# EXCERPT
▼

I’ve got some great news, and I’ve got some less than great news


The great news is that the sale of the Houston Astros was approved by the Major League Baseball owners at their quarterly meeting today.  The Dreaded Drayton McLane Era in Houston Astros history is expected to finally be smothered with a pillow by the middle of next week; this will do nothing to immediately get us any better players, but it will make a lot of people feel better.

This past May when the sale agreement with an investment group led by Houston businessman Jim Crane was announced, I unburdened myself on the subject of McLane’s star-crossed stewardship of my hometown team.  In retrospect, the only thing I’d change would be to include better examples of how splurging on big name free agents made McLane feel like he was building a champion but really only reinforced his legacy of misguided priorities:

Kaz Matsui.  Woody Williams.  Vinny Castilla.  Sid Fernandez.  Dwight Gooden.  Mike Hampton.  Jason Jennings.  Pat Listach.  Brett Myers.  Russ Ortiz.

I’ve been a baseball fan since I was a kid and been lucky enough to always live in cities with big league teams, except for a few years as a small boy and then in college, so going to games regularly and seeing all the best players in person has been a big part of my life.  I’ve seen a few really good Houston teams, and I’ve seen quite a few really terrible ones since I first walked into the Astrodome in 1966, but since then the Astros have been my team.  Baseball fans are, among many things, loyal to their team.

But, I got so tired of sitting through season after season of McLane and his minions oh-so-earnestly soldiering on, unable to stop meddling in the baseball stuff they didn’t know about, from scouting to farm system to broadcasting and more, while conniving to get taxpayers to pick up most of the tab for a (beautiful) new playpen and then raising prices on everything we buy when we’re there.  And now to top it all off, the team on the field has turned from a prince into a frog.

So, I’ve got nothing but positive feelings about the old ownership hitting the bricks (not the ones they’re selling for $100).  The new guys could be worse, but I’m willing to take the chance that they’re not.  I’m not so positive about the upcoming opponents.

The less than great news is that this sale turned out, as suspected, to be contingent on moving the Astros out of the National League and into the American League’s West Division.  Probably starting in 2013—the season after next—after more than 50 years with a National League team and before that minor league teams that were associated with National League clubs dating back to the 1920s—Houston will become an American League city.  This bites.

Since the expansions and realignments leading up to the 1998 season, there have been three divisions in each league with five teams in most of those divisions, but the NL Central has had six teams and the AL West only four (I can’t remember why).  In the past few years it seems to have become important to even that out.  The rules won’t let any team owner be forced to change leagues, but the commissioner’s office took advantage of this opportunity and made the league change a requirement for approval of this sale.  The Astros’ new owner had to agree, or walk away from the whole deal.

▲

[Photo-based referring expression records]
▼

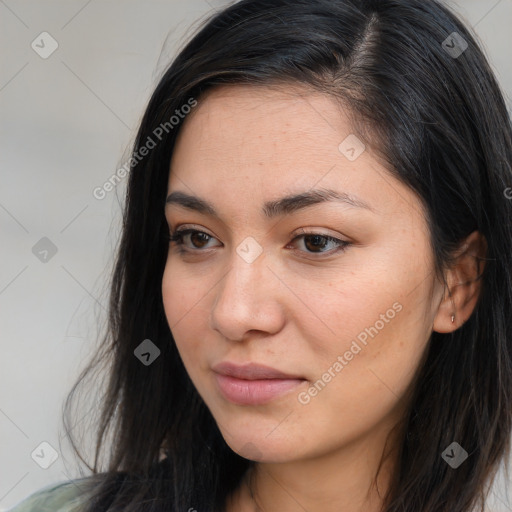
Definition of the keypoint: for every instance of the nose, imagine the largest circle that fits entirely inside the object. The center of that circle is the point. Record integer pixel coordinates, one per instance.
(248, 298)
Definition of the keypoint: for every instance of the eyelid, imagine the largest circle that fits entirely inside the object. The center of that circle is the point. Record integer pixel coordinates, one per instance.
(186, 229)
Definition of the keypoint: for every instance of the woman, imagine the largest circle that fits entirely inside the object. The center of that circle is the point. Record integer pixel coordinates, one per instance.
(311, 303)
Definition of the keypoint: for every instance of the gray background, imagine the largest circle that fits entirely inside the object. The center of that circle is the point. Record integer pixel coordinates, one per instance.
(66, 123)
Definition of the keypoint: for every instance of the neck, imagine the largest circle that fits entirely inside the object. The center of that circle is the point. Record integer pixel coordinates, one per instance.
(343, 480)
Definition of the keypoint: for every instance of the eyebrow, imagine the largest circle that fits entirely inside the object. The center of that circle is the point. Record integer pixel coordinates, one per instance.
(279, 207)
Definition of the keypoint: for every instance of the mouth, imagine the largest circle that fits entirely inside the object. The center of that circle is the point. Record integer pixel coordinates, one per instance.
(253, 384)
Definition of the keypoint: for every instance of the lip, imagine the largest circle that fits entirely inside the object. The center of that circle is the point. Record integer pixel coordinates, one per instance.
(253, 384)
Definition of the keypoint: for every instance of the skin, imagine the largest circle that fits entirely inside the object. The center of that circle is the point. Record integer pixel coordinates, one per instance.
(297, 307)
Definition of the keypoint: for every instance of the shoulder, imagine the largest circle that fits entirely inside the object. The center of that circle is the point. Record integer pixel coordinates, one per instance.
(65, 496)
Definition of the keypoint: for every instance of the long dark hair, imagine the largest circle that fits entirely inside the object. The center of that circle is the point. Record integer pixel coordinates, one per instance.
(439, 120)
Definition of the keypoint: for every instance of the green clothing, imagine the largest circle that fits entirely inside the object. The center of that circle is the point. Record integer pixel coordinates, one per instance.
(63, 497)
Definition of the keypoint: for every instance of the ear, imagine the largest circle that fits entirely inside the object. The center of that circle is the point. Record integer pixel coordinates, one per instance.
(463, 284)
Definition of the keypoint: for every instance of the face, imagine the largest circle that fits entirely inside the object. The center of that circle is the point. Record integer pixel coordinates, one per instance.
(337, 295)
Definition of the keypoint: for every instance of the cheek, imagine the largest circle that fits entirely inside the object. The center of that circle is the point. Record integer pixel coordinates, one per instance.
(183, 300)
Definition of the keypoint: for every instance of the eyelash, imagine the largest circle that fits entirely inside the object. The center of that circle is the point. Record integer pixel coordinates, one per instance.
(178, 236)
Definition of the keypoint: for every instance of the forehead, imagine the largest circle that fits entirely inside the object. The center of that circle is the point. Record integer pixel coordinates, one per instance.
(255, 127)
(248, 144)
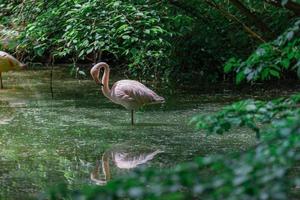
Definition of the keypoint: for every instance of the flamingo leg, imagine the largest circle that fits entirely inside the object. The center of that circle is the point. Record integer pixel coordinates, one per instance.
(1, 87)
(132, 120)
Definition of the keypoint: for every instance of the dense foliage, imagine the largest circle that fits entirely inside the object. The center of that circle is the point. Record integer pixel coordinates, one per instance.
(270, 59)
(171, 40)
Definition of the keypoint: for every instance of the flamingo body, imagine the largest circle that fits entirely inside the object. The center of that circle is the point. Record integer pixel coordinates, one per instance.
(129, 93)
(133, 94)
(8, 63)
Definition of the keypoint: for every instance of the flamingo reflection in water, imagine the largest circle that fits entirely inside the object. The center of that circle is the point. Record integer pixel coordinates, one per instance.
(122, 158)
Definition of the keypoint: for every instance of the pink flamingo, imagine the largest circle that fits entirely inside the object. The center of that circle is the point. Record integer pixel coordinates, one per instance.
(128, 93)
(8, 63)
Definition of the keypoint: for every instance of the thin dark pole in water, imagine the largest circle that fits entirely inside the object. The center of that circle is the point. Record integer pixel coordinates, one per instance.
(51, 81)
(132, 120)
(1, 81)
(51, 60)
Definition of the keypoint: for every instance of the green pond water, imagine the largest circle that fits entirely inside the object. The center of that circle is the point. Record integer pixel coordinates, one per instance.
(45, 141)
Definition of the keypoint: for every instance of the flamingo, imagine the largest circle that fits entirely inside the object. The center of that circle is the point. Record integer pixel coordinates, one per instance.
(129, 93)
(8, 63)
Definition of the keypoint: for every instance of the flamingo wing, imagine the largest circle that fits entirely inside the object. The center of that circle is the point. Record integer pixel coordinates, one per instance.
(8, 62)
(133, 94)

▲

# PROBLEM DETAILS
Please turn the paragraph in the Astros sale text that begins "Since the expansions and realignments" into a short bulleted list that keeps its main facts. The records are separate from the text and stand apart from it.

# RESPONSE FOR THIS EXERCISE
- Since the expansions and realignments before the 1998 season, each league has had three divisions, most with five teams.
- The NL Central has had six teams and the AL West only four.
- In the past few years, evening that out has seemed to become important.
- The rules don't allow any team owner to be forced to change leagues.
- The commissioner's office made the league change a requirement for approving this sale.
- The Astros' new owner had to agree or walk away from the deal.